▶ **WHAT YOU SHOULD DO**
From the line containing "occurrence of yellow" to the very last line of the data below, transcribe everything exactly and nothing more.

▶ **MATERIAL FOR THIS EXERCISE**

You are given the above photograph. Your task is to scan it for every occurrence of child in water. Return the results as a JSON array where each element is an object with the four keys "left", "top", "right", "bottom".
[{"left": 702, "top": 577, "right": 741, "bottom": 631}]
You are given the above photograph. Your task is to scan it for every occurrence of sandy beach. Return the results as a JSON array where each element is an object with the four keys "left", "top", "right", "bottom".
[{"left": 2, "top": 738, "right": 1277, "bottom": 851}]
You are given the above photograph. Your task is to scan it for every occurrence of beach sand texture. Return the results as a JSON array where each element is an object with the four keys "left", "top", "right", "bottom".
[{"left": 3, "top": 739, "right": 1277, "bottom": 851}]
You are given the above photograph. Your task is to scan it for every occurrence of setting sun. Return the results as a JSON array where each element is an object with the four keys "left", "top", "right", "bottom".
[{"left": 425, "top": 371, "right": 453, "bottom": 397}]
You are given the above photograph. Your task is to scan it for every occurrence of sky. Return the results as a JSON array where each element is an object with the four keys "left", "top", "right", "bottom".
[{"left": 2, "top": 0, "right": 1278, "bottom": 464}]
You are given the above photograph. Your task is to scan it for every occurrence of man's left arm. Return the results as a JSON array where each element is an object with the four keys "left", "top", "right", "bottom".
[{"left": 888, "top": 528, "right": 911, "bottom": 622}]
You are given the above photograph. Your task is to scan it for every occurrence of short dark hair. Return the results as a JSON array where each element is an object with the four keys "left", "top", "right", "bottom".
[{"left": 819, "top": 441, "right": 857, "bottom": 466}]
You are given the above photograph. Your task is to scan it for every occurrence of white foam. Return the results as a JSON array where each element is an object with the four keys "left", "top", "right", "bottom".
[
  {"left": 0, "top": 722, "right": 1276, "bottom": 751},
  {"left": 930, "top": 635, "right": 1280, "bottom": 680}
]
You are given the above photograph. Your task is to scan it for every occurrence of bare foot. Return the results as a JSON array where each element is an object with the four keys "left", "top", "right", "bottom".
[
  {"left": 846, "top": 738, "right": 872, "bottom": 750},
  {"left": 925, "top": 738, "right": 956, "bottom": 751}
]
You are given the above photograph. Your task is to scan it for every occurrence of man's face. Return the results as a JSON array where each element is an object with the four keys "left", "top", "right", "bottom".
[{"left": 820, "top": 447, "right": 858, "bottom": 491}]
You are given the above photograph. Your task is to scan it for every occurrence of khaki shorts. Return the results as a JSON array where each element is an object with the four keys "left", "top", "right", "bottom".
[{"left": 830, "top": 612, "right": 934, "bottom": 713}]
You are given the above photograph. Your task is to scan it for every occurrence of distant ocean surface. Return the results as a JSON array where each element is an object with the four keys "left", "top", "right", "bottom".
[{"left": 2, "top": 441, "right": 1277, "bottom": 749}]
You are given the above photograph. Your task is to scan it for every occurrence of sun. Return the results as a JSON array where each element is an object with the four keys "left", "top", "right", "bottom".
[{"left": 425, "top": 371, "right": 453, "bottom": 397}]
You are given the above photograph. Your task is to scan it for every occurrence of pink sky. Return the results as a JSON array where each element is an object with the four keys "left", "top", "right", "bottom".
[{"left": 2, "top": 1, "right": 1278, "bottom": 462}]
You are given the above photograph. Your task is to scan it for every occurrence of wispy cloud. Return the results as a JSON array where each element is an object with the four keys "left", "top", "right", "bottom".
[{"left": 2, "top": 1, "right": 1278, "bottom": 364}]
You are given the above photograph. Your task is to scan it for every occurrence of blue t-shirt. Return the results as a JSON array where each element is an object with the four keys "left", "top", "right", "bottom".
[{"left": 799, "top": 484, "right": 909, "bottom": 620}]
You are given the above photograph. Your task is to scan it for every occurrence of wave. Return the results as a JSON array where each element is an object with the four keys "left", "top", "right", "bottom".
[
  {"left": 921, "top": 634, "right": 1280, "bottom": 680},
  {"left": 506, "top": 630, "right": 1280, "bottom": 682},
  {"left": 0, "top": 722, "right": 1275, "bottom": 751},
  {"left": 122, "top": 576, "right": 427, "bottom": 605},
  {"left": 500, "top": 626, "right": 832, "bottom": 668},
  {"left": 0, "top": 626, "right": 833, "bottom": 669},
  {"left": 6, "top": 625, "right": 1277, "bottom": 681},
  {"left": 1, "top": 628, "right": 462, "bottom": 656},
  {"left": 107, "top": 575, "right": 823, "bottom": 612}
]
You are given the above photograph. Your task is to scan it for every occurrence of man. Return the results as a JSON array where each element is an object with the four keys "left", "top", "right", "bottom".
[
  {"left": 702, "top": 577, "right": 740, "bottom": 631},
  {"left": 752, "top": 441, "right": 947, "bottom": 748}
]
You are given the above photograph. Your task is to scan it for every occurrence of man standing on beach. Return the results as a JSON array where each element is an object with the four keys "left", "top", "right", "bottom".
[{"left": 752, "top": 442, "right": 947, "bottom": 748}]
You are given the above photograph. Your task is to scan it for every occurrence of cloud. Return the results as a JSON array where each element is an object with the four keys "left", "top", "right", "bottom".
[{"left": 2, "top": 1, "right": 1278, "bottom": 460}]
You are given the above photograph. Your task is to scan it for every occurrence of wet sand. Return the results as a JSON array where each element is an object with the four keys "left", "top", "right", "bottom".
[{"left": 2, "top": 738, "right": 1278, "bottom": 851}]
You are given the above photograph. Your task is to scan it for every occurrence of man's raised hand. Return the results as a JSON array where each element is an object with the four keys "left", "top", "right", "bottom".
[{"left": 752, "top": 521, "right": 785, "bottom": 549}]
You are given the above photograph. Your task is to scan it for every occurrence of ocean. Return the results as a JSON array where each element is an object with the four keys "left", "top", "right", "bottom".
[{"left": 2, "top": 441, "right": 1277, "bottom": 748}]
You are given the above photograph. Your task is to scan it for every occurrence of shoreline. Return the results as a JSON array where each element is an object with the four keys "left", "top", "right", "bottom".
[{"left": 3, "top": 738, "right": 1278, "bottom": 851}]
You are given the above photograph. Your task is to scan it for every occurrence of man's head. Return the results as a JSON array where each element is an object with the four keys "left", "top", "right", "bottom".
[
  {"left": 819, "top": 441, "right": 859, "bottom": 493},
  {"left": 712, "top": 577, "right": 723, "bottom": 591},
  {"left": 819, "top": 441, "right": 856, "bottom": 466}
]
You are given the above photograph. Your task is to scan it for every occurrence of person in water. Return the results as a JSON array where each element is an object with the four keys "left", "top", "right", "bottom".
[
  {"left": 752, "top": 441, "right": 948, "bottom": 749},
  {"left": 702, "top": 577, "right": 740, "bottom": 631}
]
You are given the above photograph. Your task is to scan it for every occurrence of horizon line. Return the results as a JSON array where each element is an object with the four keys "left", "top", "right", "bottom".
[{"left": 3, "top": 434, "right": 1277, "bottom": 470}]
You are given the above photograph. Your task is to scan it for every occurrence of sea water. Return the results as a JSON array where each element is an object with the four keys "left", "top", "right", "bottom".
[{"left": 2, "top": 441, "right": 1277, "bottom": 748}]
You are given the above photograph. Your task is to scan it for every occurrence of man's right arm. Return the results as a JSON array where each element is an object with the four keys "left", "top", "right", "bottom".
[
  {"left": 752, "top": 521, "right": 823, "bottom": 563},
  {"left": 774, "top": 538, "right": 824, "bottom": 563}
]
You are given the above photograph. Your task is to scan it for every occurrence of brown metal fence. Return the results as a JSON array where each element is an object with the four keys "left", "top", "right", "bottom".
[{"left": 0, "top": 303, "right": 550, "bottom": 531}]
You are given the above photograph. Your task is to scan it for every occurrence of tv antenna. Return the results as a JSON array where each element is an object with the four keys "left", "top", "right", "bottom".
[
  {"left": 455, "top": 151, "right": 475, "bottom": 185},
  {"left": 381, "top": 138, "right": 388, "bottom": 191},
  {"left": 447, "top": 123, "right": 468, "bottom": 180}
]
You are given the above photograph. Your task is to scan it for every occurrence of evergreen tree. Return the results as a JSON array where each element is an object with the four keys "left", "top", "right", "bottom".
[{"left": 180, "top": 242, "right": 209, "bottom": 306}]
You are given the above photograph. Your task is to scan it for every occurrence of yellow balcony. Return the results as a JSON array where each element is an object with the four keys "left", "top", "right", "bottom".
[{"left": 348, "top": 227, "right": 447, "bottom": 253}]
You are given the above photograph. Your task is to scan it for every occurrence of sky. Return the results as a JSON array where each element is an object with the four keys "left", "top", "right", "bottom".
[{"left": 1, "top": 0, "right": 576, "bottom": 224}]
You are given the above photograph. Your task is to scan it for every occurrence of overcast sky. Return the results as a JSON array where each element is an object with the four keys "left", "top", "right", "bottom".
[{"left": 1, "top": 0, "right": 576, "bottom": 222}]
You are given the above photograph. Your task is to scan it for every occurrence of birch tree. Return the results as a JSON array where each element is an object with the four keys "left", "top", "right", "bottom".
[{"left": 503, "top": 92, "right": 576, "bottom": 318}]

▶ **SOLUTION TO THIS TASK**
You are given the above photograph. Your task is to scan it for every occurrence of yellow balcony. Return the results as a JSON array where each element is an object with the four keys "left", "top", "right", "bottom".
[{"left": 348, "top": 227, "right": 447, "bottom": 253}]
You are given the above photograph. Your task is to scan it for every occurrence of sky. Return the results as a JSON array where each element is an object with the four keys "left", "top", "right", "bottom".
[{"left": 1, "top": 0, "right": 576, "bottom": 224}]
You are given the above photograph. Your task is to scan it for every occurrence of overcast sky. Return the results as a JSON array where each element is an object with the four keys "left", "top", "right", "bottom".
[{"left": 1, "top": 0, "right": 576, "bottom": 222}]
You are given the above photograph. Your task is to scan it for every occurrence of birch tree. Return the results as a JSON array where each element is an object with the four keys "left", "top", "right", "bottom".
[{"left": 503, "top": 92, "right": 576, "bottom": 318}]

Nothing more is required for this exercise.